Coordinate annotation lines:
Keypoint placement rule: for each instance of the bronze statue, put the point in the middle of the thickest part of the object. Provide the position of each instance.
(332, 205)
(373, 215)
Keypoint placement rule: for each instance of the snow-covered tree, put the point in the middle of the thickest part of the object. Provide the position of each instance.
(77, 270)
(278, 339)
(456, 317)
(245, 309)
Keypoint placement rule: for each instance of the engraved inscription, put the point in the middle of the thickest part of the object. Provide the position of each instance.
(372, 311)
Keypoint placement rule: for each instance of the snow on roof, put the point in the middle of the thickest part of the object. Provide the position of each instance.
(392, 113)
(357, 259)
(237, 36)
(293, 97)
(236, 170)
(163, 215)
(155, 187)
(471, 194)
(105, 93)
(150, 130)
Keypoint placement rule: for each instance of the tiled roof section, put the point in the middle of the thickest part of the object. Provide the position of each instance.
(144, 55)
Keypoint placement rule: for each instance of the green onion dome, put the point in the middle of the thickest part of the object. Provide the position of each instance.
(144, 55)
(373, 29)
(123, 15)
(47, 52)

• **What you will do**
Set down every line above again, unchanged and in the same order.

• **Solved exercise**
Keypoint placement rule: for each instance of the bronze statue, put the point in the middle of the thickest part of the object. Provide the position of each instance.
(332, 205)
(373, 215)
Keypoint placement rule: for each instance of the snow-covered tree, put the point in the middle of the thickest part of the object. Provide the position of each instance.
(77, 270)
(278, 339)
(456, 317)
(245, 309)
Keypoint placement rule: for each instance of the engraved inscription, put the point in the middle of the thickest part of the object. Provide the position of each instance.
(372, 311)
Keypoint placement rule: for each instance of the snow on roof, put the point in the middle of the thickest part of the object. Provide the position of each instance.
(392, 113)
(357, 259)
(237, 36)
(293, 97)
(236, 170)
(163, 215)
(155, 187)
(471, 194)
(105, 93)
(150, 130)
Keypoint placement rule: for each instance of the tiled roof section, put the point in the middle of the thickest part of the object. Provide the position of each instance.
(144, 55)
Keypoint placement rule: for each instance of the green onion dome, put the point in the middle of the thickest part of the object. Provide the position of each instance.
(144, 55)
(373, 29)
(123, 15)
(47, 52)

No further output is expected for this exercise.